** START Exercise materials **

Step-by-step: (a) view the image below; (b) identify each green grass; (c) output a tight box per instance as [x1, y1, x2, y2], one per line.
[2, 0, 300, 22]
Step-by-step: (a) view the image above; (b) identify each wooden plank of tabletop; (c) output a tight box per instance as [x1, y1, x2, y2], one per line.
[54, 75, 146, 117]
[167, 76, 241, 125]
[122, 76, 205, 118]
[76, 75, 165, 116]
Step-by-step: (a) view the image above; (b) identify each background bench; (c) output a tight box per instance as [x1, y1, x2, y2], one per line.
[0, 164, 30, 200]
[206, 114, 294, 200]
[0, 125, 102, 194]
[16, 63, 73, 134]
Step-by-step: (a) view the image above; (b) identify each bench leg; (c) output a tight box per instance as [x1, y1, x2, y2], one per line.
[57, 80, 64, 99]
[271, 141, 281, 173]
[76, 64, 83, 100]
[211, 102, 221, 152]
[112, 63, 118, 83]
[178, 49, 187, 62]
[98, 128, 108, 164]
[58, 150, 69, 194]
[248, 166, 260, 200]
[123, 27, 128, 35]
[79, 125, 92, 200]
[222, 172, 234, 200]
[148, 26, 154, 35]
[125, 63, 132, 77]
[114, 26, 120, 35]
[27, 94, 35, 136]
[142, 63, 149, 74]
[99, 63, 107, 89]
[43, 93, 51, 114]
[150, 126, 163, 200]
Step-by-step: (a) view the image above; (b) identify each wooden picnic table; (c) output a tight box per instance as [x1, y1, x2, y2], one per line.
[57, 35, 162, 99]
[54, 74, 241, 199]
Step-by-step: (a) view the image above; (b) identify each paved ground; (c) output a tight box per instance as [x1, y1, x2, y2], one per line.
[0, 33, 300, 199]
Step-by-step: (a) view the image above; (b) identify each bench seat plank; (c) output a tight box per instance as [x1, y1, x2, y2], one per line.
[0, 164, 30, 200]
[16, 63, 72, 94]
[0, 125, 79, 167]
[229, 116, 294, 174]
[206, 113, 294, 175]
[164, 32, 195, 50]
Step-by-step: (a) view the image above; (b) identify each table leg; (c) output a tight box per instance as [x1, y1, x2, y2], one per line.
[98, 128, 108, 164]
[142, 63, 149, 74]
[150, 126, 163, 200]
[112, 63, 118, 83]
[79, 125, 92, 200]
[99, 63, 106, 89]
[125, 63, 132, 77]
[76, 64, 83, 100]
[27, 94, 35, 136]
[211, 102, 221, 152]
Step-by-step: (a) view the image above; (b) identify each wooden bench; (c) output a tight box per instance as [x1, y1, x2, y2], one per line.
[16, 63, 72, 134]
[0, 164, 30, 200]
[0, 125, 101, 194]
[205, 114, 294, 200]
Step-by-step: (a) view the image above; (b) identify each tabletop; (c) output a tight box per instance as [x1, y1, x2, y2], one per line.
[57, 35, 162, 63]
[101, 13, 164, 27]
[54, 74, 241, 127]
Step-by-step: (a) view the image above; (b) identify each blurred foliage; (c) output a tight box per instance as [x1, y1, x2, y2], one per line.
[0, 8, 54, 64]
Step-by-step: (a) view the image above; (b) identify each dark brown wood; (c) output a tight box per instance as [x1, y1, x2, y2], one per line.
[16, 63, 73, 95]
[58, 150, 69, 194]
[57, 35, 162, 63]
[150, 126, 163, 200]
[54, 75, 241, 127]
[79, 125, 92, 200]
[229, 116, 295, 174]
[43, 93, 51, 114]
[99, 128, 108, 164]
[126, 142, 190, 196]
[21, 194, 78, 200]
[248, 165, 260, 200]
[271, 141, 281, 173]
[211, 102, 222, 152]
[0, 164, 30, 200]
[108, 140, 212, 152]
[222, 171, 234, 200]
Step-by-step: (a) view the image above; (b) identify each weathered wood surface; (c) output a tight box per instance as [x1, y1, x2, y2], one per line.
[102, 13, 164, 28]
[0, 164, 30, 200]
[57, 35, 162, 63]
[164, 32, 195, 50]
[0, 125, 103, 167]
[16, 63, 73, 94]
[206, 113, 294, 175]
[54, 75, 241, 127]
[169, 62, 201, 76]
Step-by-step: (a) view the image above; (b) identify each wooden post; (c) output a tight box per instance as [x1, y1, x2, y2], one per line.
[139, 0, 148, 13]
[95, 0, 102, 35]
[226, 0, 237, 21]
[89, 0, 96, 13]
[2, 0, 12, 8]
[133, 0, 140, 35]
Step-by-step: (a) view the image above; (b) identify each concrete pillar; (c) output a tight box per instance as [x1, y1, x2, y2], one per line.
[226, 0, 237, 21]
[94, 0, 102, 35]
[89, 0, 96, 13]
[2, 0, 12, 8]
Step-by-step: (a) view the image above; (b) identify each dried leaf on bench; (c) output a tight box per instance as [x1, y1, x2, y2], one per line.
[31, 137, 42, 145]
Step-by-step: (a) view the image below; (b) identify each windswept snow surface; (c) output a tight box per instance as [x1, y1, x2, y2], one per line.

** END Exercise materials **

• Directions
Swap every "one per line" in the data above for "one on each line" and write the data out again with nothing else changed.

• Task result
Step-by-step: (a) view the image below; (b) identify each green grass; (c) output a tight box per instance as [x1, y1, x2, y2], one on each line.
[2, 0, 300, 22]
Step-by-step: (a) view the image above; (b) identify each wooden plank of tabletop; (c) output a tight box per instance as [x1, y1, x2, y2], one on each line.
[54, 75, 146, 117]
[167, 76, 241, 125]
[122, 76, 205, 118]
[76, 75, 165, 116]
Step-by-step: (a) view the image above; (b) identify each background bench; (c) output a tight box per instance as [x1, y1, x2, y2], one on each line.
[0, 164, 30, 200]
[206, 114, 294, 200]
[0, 125, 102, 194]
[16, 63, 73, 134]
Step-by-step: (a) view the image above; (b) identify each bench leg; (c) output a tight box per instance as [x1, y1, x2, y2], one on each line.
[57, 80, 64, 99]
[271, 141, 281, 173]
[76, 64, 83, 100]
[211, 102, 221, 152]
[112, 63, 118, 83]
[178, 49, 187, 62]
[98, 128, 108, 164]
[58, 150, 69, 194]
[248, 166, 260, 200]
[123, 27, 128, 35]
[79, 125, 92, 200]
[222, 172, 234, 200]
[148, 26, 154, 35]
[125, 63, 132, 77]
[114, 26, 120, 35]
[27, 94, 35, 136]
[142, 63, 149, 74]
[99, 63, 107, 89]
[43, 93, 51, 114]
[150, 126, 163, 200]
Step-by-step: (a) view the image above; (b) identify each wooden picnic table; (c) output a tight box per instance as [x1, y1, x2, y2], one on each line.
[57, 35, 162, 99]
[54, 74, 241, 199]
Step-by-step: (a) view the image above; (b) identify each paved ground; (c) output a tight box per instance as [x1, y1, x2, y2], one on each line.
[0, 33, 300, 199]
Step-by-step: (a) view the image above; (b) identify each bench seat plank; (c) output a tight box per instance as [x1, y1, x2, y2], one on each line.
[0, 164, 30, 200]
[16, 63, 72, 94]
[0, 125, 79, 167]
[229, 116, 294, 174]
[206, 113, 294, 175]
[164, 32, 195, 50]
Step-by-step: (a) view the image above; (b) identify each table leg; (c) output a tight box per instance as [x1, y1, x2, y2], one on each line.
[98, 128, 108, 164]
[142, 63, 149, 74]
[150, 126, 163, 200]
[112, 63, 118, 83]
[79, 125, 92, 200]
[99, 63, 106, 89]
[125, 63, 132, 77]
[76, 64, 83, 100]
[27, 94, 35, 136]
[211, 102, 221, 152]
Step-by-step: (a) view the image above; (b) identify each wooden bench; (c) output a tight box per instance as [x1, y1, x2, y2], one on each line.
[16, 63, 72, 134]
[0, 164, 30, 200]
[0, 125, 101, 194]
[205, 114, 294, 200]
Step-by-step: (a) view the image above; (b) identify each tabletop; (c) output a tight box per instance as [x1, y1, x2, y2], one on each line.
[57, 35, 162, 63]
[101, 13, 164, 27]
[54, 74, 241, 127]
Step-by-step: (a) view the image above; (b) identify each blurred foliage; (c) output a tight box per instance as [x1, y1, x2, y2], one on each line.
[0, 8, 54, 64]
Step-by-step: (a) view the image above; (b) identify each dark brown wood; (c) output a tight box per instance as [x1, y1, x2, y2], one on each line.
[16, 63, 73, 95]
[58, 150, 69, 194]
[57, 35, 162, 63]
[150, 126, 163, 200]
[54, 75, 241, 127]
[79, 125, 92, 200]
[229, 116, 295, 174]
[43, 93, 51, 114]
[99, 128, 108, 164]
[126, 142, 190, 196]
[21, 194, 78, 200]
[248, 165, 260, 200]
[271, 141, 281, 173]
[211, 102, 222, 152]
[0, 164, 30, 200]
[108, 140, 212, 152]
[222, 171, 234, 200]
Step-by-step: (a) view the image above; (b) identify each weathered wood surface; (c) output a tight box per instance as [x1, y1, x2, y2], one on each line.
[102, 13, 164, 28]
[0, 164, 30, 200]
[57, 35, 162, 63]
[164, 32, 195, 50]
[0, 125, 103, 167]
[16, 63, 73, 94]
[206, 113, 294, 175]
[54, 75, 241, 127]
[169, 62, 201, 76]
Step-by-step: (a) view the image above; (b) identify each wooden post; (c) output a tight box per instance as [x1, y1, x2, y2], one on each line.
[139, 0, 148, 13]
[95, 0, 102, 35]
[226, 0, 237, 21]
[89, 0, 96, 13]
[2, 0, 12, 8]
[133, 0, 140, 35]
Step-by-step: (a) view the image above; (b) identify each concrete pillar; (c) output a tight box per instance as [x1, y1, x2, y2], one on each line.
[226, 0, 237, 21]
[94, 0, 102, 35]
[89, 0, 96, 13]
[2, 0, 12, 8]
Step-by-step: (a) view the image above; (b) identify each dried leaf on bench; (c) output a tight box per instance as [x1, y1, x2, y2], one on each line.
[31, 137, 42, 145]
Step-by-step: (a) view the image below; (b) identify each windswept snow surface; (c) output a tight box per instance as [x1, y1, x2, y2], one on each line.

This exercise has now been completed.